--- Ausgewählter Textauszug ---

Vierter in der Reihe wurde Pfarrer Gilg. Er war als ehemaliger Flüchtling
(Emigrant) aus dem Elsaß nach Herrenwies angewiesen worden. Dem bereits
fünfzigjährigen, schon leidenden Mann bekam die Höhenluft nicht, so wechselte
er in das vor rauhen Winden geschützte Neusatzer Tal. Die Stuben des Pfarrhauses
waren immer noch Notwohnung, sie entbehrten nach wie vor jeglicher,
auch anspruchlosester Behaglichkeit, gar für einen kranken Mann.
Durch eine Reihe von Jahren quälte sich Gilg durch den beschwerlichen Pfarrdienst
und die Erteilung des Religionsunterrichts nicht nur an der Neusatzer
Schule, sondern auch an der eine Wegstunde entfernten, hochgelegenen Schule
zu Neusatzeck. Eine Kirchenvisitation 1855 stellte die Notwendigkeit fest, dem
zweiundsiebzigjährigen, „durch Alter an Körper und Geist geschwächten" Pfarrer
einen Hilfspriester zu geben, wenn nicht die Gemeinde ganz verwahrlosen und
die Jugend, des wohltätigen Unterrichts in der Religion entbehrend, der Verwilderung
preisgegeben werden soll. Dies war um so nötiger, als sich die Pfarrgemeinde
aus zwei politischen Gemeinden, Neusatz und Waldmatt, zusammensetzte
und beinahe gänzlich aus einzelnen Zinken und zum Teil am höchsten im
Gebirge liegenden einzelnen Höfen (so das Hochtal Schönbrunnen) bestand, so
daß nur der rührigste Geistliche mit der größten Anstrengung ihr vorstehen
konnte.
Als Pfarrvikar wurde der aus Bühl stammende Apothekerssohn Alban Stolz
angewiesen. Er war der fünfte Herr im Pfarrhaus. Was er dienstlich alles erlebt
hat, ist in seinem Buch „Nachtgebet meines Lebens" verzeichnet. — Trotz aufopferndster
Arbeit fand Stolz noch Zeit, 1840 seine Sonntagspredigten zu seinem
Volkskalender „Für Zeit und Ewigkeit" auszubauen; dieser begründete den Weltruf
seines Verfassers als Volksschriftsteller.

--- Bereitgestellte Daten ---

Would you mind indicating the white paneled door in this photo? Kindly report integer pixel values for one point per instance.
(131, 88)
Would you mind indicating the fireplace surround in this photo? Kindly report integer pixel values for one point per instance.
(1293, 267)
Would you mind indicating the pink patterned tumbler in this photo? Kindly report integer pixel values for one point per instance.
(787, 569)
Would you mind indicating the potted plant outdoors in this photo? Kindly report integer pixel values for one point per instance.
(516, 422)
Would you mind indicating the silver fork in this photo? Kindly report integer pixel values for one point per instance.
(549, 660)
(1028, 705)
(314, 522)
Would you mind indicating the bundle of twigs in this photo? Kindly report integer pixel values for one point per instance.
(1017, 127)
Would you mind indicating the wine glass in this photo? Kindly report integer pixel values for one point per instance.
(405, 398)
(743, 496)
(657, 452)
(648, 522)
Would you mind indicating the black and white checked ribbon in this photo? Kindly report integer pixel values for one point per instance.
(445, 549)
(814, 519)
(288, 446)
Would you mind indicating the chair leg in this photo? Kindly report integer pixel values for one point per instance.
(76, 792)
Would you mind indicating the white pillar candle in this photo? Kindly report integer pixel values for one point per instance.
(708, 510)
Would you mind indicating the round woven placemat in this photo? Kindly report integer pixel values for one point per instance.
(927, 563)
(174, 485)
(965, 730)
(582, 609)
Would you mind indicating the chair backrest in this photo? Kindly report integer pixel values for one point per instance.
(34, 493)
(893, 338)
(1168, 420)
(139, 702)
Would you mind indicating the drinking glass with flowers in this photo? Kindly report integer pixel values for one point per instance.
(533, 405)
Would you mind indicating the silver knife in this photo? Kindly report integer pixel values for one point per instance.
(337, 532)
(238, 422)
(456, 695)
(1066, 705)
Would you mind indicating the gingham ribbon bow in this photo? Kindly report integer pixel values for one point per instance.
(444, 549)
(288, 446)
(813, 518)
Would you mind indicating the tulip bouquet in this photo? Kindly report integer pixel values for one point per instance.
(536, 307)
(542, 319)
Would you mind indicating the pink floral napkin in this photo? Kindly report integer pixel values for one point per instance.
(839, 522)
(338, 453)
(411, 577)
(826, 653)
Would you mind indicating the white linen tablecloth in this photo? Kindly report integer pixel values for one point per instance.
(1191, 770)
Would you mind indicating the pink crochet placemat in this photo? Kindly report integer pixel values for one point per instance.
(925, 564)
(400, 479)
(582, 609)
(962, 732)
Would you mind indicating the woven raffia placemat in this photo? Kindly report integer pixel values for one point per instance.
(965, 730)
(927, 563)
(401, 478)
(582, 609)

---

__Übungsaufgaben__.
- A) Beantworten Sie die folgenden Fragen zum Text über die Neusatzer Pfarrer:
(i) Aus welcher Gegend war Pfarrer Gilg als Flüchtling nach Herrenwies gekommen?
(ii) In welchem Jahr stellte eine Kirchenvisitation fest, dass Gilg einen Hilfspriester brauchte?
(iii) Aus welchen zwei politischen Gemeinden setzte sich die Pfarrgemeinde zusammen?
- B) Führen Sie den Text über die Neusatzer Pfarrer nach seinem letzten Satz weiter.
Die Datensätze stammen aus einer anderen Quelle als der Text.

__Lösungen__.
- A)
(i) Aus dem Elsaß.
(ii) 1855.
(iii) Aus Neusatz und Waldmatt.

- B)
Die Neusatzer sind heute noch stolz auf ihren „Vikar", konnten sich aber
gleichwohl 1913 nicht entschließen, nach dem Vorschlag ihres Seelsorgers der neu
erbauten Pfarrkirche die Bezeichnung „Alban Stolz" zu geben.
Nach sechsjährigem segensreichen Wirken in Neusatz erhielt Stolz in Pfarrverweser
Schott einen Nachfolger. Der achtzigjährige Gilg war nach einer Äußerung
der kirchlichen Oberbehörde „zu keiner Leistung mehr fähig". Schott wurde
somit der sechste Pfarrherr in Neusatz. Nach ihm versah Pfarrverweser Machleid
als siebter Herr im Pfarrhaus den Dienst.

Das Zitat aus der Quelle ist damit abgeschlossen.